* Task set:
A: Decide whether each statement agrees with the passage about schools, answering yes or no and quoting the deciding words of the passage. (i) The passage says a reading-for-pleasure culture should be built for the sake of comprehension scores. (ii) The passage says no headteacher can do this work alone. (iii) The passage describes a local theatre running drama sessions with Year 4s.
B: Set down the stretch of the passage about schools from "Partnership: the superpower" through "parents and children.", copying it word for word.

What if school was the place where:

  • Every child had access to rich, diverse literature that reflected both their lives and the world beyond?

  • Teachers were trained not just in subjects, but in trauma-informed practice, cultural competency, and the science of learning?

  • Partnerships with local libraries, youth services, mental health teams, and arts organisations were baked into school life — not an optional extra?

What if the end-of-year data wasn’t just about SATs or GCSEs, but about joy, curiosity, resilience, and agency?

Reading for pleasure: the quiet revolution

Let’s pause on this one for a moment.

One of the most revolutionary things we can do in schools — and I say this as someone who’s trialled countless shiny initiatives — is to build a culture of reading for pleasure. Not for phonics checks. Not for comprehension scores. But for joy.

Why? Because children who read for pleasure are more likely to do well academically and socially. Because it builds empathy, vocabulary, concentration, imagination. Because it’s a free passport to a thousand lives beyond your own. And because — frankly — it’s one of the most powerful tools we have to narrow the socio-economic gap.

If a child has never been to a museum, they can still visit a hundred through a book. If they’ve never met a scientist, or explorer, or refugee, or rebel — they can meet one by turning a page.

But to build that kind of culture, it takes time, commitment, and yes — innovation. It means letting children choosetheir books. It means making space in the day for story. It means staff who model a love of reading, not just a love of teaching it.

It’s not flashy. But it’s world-changing.

Leadership that dares to care

The kind of leadership we need in education now isn’t managerial — it’s moral. It’s community-rooted, child-focused, and unapologetically ambitious for every learner.

I’ve learned this the long way: it’s not about being the loudest voice in the room or the sharpest suit in the corridor. It’s about being the person who keeps asking, “Is this good enough for every child?”
Not just the confident ones. Not just the ones who’ve already “caught up.”
All of them.

Great school leaders build bridges. They look out as much as they look in. They form partnerships with charities, health workers, local businesses, theatre groups, police officers, park rangers — anyone who shares the mission of giving children the best shot at life.

Because the truth is: no headteacher, however brilliant, can do this alone.

Partnership: the superpower we overlook

If we want schools to be agents of change, we have to ditch the lone-hero myth.

I’ve seen schools transformed through partnerships:

  • A school where a local food bank ran a weekend club and children came in on Monday ready to learn.

  • A school where the local theatre ran confidence-building drama sessions with Year 6s at risk of exclusion.

  • A school where a partnership with the local GP surgery led to drop-in mental health support for parents and children.

None of this makes the headlines. But this is the work.
It’s messy, human, and full of heart.

Let’s get real (and stay hopeful)

Now, none of this is easy. I don’t want to pretend that it is.

* Record set:
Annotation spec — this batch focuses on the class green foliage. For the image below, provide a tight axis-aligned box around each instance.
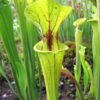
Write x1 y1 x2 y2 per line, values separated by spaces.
79 45 94 100
90 19 100 100
25 0 72 51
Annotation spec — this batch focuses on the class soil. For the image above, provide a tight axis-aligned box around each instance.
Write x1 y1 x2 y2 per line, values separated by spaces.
0 40 92 100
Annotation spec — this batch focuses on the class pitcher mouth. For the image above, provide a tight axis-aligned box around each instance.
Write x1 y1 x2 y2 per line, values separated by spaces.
34 41 68 53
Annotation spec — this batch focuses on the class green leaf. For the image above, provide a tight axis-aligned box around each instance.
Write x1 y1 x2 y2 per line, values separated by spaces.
79 46 89 93
73 18 86 27
25 0 72 34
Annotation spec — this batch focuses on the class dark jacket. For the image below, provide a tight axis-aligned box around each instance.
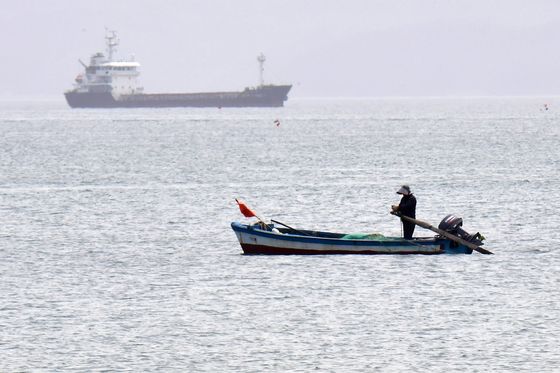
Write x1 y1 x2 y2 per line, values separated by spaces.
399 193 416 219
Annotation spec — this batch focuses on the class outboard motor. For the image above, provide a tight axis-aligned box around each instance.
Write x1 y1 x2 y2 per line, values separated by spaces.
438 214 484 246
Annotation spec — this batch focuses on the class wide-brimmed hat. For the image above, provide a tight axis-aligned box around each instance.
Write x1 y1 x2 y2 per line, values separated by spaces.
397 185 410 196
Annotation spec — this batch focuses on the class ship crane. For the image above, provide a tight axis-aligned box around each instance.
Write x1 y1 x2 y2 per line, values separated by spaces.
257 52 266 87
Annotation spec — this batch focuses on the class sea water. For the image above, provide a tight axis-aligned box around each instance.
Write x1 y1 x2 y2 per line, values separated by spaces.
0 98 560 372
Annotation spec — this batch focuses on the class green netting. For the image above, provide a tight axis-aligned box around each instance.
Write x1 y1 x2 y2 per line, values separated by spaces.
342 233 392 241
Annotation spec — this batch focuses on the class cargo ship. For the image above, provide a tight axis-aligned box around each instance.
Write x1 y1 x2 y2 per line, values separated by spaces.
64 31 292 108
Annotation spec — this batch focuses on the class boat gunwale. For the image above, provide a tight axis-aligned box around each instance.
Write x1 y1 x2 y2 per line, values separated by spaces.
231 222 448 246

* Written responses:
A:
(i) No: "Not for comprehension scores. But for joy."
(ii) Yes: "no headteacher, however brilliant, can do this alone."
(iii) No: "confidence-building drama sessions with Year 6s at risk of exclusion."

B:
Partnership: the superpower we overlook

If we want schools to be agents of change, we have to ditch the lone-hero myth.

I’ve seen schools transformed through partnerships:

  • A school where a local food bank ran a weekend club and children came in on Monday ready to learn.

  • A school where the local theatre ran confidence-building drama sessions with Year 6s at risk of exclusion.

  • A school where a partnership with the local GP surgery led to drop-in mental health support for parents and children.